# Start of WORKING DATA
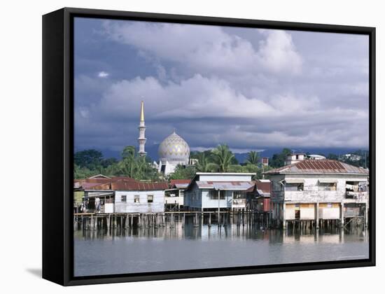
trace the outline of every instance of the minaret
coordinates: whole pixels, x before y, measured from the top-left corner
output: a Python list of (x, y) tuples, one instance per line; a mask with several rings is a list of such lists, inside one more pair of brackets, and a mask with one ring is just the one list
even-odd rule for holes
[(144, 104), (143, 101), (141, 103), (141, 120), (138, 128), (139, 129), (139, 137), (138, 138), (139, 150), (138, 154), (139, 156), (145, 156), (147, 153), (144, 150), (144, 144), (146, 144), (146, 141), (147, 139), (144, 136), (146, 125), (144, 125)]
# End of WORKING DATA
* _REQUIREMENTS_:
From the start of the items through the line with "coordinates: whole pixels, x", write the lines out again, changing "minaret" to "tower" and keeping all else the same. Leave out the pictures.

* _ANSWER TO THIS TASK_:
trace the outline of every instance of the tower
coordinates: whole pixels, x before y, measured from the top-left corner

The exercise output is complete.